◆ **EXERCISE REQUIREMENTS**: Repeat every record below exactly as written.

** START OF INFORMATION PROVIDED **

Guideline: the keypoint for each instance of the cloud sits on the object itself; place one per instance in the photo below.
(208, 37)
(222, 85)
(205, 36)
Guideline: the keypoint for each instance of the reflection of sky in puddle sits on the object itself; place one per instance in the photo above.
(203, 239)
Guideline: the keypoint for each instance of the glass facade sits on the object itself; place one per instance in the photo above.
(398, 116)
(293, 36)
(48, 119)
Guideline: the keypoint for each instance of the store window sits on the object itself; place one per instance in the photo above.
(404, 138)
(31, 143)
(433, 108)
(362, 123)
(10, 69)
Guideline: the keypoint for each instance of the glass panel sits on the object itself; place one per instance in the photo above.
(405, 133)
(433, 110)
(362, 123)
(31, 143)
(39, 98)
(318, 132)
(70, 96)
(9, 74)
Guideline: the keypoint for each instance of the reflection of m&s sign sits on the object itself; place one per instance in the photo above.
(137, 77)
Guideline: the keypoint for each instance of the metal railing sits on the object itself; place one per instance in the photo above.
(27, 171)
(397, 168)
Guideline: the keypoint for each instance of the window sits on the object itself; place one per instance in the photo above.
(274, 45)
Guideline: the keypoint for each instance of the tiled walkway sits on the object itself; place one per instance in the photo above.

** END OF INFORMATION PROVIDED **

◆ **ANSWER TO THIS PROBLEM**:
Guideline: the keypoint for each instance of the cloud sits on the object itself; place one per instance in the photo below.
(208, 37)
(222, 85)
(205, 36)
Guideline: the keypoint for each instance of the reflection of sky in puddle sits on the object itself; place one per instance in the photo above.
(203, 239)
Guideline: the keypoint for each instance of the glass facade sits on the object itself; place one per instance in the photo above.
(398, 116)
(293, 36)
(48, 119)
Guideline: the keypoint for each instance of the store window sits on the object itself; place one per instance in the photo above.
(404, 138)
(31, 143)
(433, 108)
(362, 123)
(10, 69)
Guideline: the keypoint for each instance of the glass panel sits on the object itself; place one per instance in the photo above.
(405, 133)
(433, 110)
(362, 123)
(31, 143)
(39, 98)
(318, 132)
(70, 96)
(9, 74)
Guideline: the keypoint for each instance of the reflection of m&s sign sits on the object itself; place one per instance in the photo above.
(137, 77)
Guideline: the keypoint for each instance of the metal railing sits on the object itself; place one per instance in the photo above.
(27, 171)
(397, 168)
Guideline: the keypoint for each instance of the window sits on the object itself; place one per instance in the photo above.
(274, 45)
Guideline: the keypoint for each instance of the tiled walkway sits on the object itself; place one per instance in the photo above.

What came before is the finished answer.